=== EXERCISE DIRECTIONS ===
Render each line of the segmentation data below as a Markdown table, leaving out blank lines. Use the column headers "Row" and "Line," with a running row number in the first column and the line itself in the second.

======== MATERIAL SUPPLIED

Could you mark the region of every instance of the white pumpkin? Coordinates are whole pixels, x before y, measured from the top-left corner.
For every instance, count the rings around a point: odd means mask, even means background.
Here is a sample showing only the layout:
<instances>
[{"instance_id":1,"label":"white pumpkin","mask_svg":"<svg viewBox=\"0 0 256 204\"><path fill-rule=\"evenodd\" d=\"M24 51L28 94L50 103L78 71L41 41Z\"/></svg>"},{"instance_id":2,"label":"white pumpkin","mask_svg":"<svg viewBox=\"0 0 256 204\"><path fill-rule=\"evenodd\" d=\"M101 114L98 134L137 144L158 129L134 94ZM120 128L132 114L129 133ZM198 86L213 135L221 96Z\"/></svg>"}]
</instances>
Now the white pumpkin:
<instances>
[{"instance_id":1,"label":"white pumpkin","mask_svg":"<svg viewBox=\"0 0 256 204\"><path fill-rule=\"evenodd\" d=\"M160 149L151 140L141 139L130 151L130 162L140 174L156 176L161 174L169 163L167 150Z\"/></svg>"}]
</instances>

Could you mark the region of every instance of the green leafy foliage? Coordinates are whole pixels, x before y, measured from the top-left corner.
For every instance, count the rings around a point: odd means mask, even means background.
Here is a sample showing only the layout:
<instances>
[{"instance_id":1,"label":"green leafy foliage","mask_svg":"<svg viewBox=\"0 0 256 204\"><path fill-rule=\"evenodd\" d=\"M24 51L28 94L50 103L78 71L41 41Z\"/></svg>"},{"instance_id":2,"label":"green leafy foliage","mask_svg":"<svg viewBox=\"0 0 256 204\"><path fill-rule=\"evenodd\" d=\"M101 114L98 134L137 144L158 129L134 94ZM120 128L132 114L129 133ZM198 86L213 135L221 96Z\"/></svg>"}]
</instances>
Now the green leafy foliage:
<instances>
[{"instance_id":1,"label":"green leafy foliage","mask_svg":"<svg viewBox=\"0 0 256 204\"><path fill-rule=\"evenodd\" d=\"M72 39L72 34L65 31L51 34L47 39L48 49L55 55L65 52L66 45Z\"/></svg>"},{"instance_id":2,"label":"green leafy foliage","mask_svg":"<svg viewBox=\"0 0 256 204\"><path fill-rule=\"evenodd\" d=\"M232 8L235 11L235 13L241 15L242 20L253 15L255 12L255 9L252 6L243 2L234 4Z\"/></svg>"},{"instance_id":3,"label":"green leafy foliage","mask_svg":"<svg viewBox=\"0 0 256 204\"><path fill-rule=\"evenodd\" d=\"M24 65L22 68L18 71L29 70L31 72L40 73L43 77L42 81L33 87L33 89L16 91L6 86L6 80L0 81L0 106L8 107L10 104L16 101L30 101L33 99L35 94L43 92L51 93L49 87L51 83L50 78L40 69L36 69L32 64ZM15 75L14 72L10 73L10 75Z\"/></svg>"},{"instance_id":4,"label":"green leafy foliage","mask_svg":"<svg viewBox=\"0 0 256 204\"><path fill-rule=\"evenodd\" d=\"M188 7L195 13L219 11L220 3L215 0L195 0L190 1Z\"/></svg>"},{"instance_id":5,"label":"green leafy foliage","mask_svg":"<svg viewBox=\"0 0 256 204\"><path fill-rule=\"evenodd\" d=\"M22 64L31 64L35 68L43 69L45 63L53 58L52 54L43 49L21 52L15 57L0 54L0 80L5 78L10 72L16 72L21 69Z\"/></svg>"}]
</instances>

================

=== ANSWER TO THE TASK ===
| Row | Line |
|---|---|
| 1 | Could you mark the region of every instance of the white pumpkin? Coordinates are whole pixels, x before y, measured from the top-left corner. |
| 2 | For every instance, count the rings around a point: odd means mask, even means background. |
| 3 | Here is a sample showing only the layout: |
| 4 | <instances> |
| 5 | [{"instance_id":1,"label":"white pumpkin","mask_svg":"<svg viewBox=\"0 0 256 204\"><path fill-rule=\"evenodd\" d=\"M24 51L28 94L50 103L78 71L41 41Z\"/></svg>"},{"instance_id":2,"label":"white pumpkin","mask_svg":"<svg viewBox=\"0 0 256 204\"><path fill-rule=\"evenodd\" d=\"M101 114L98 134L137 144L158 129L134 94ZM120 128L132 114L129 133ZM198 86L213 135L221 96Z\"/></svg>"}] |
| 6 | </instances> |
| 7 | Now the white pumpkin: |
| 8 | <instances> |
| 9 | [{"instance_id":1,"label":"white pumpkin","mask_svg":"<svg viewBox=\"0 0 256 204\"><path fill-rule=\"evenodd\" d=\"M160 149L151 140L141 139L130 151L130 162L140 174L156 176L161 174L169 163L167 150Z\"/></svg>"}] |
| 10 | </instances> |
| 11 | Could you mark the region of every instance of the green leafy foliage? Coordinates are whole pixels, x before y, measured from the top-left corner. |
| 12 | For every instance, count the rings around a point: odd means mask, even means background. |
| 13 | Here is a sample showing only the layout: |
| 14 | <instances> |
| 15 | [{"instance_id":1,"label":"green leafy foliage","mask_svg":"<svg viewBox=\"0 0 256 204\"><path fill-rule=\"evenodd\" d=\"M24 51L28 94L50 103L78 71L41 41Z\"/></svg>"},{"instance_id":2,"label":"green leafy foliage","mask_svg":"<svg viewBox=\"0 0 256 204\"><path fill-rule=\"evenodd\" d=\"M101 114L98 134L137 144L158 129L134 94ZM120 128L132 114L129 133ZM198 86L213 135L221 96Z\"/></svg>"}] |
| 16 | </instances> |
| 17 | Now the green leafy foliage: |
| 18 | <instances> |
| 19 | [{"instance_id":1,"label":"green leafy foliage","mask_svg":"<svg viewBox=\"0 0 256 204\"><path fill-rule=\"evenodd\" d=\"M72 39L72 34L65 31L51 34L47 39L48 49L55 55L65 52L66 45Z\"/></svg>"},{"instance_id":2,"label":"green leafy foliage","mask_svg":"<svg viewBox=\"0 0 256 204\"><path fill-rule=\"evenodd\" d=\"M232 8L235 11L235 13L241 15L242 20L253 15L255 12L255 9L252 6L243 2L234 4Z\"/></svg>"},{"instance_id":3,"label":"green leafy foliage","mask_svg":"<svg viewBox=\"0 0 256 204\"><path fill-rule=\"evenodd\" d=\"M24 65L22 68L18 71L29 70L31 72L40 73L43 77L42 81L33 87L33 89L16 91L6 86L6 80L0 81L0 106L8 107L10 104L16 101L30 101L33 99L35 94L43 92L51 93L49 87L51 83L50 78L40 69L36 69L32 64ZM15 75L14 72L10 73L10 75Z\"/></svg>"},{"instance_id":4,"label":"green leafy foliage","mask_svg":"<svg viewBox=\"0 0 256 204\"><path fill-rule=\"evenodd\" d=\"M188 7L195 13L219 11L220 3L215 0L195 0L190 1Z\"/></svg>"},{"instance_id":5,"label":"green leafy foliage","mask_svg":"<svg viewBox=\"0 0 256 204\"><path fill-rule=\"evenodd\" d=\"M22 64L31 64L35 68L43 69L45 63L53 58L52 54L43 49L21 52L15 57L0 54L0 80L5 78L10 72L16 72L21 69Z\"/></svg>"}] |
| 20 | </instances> |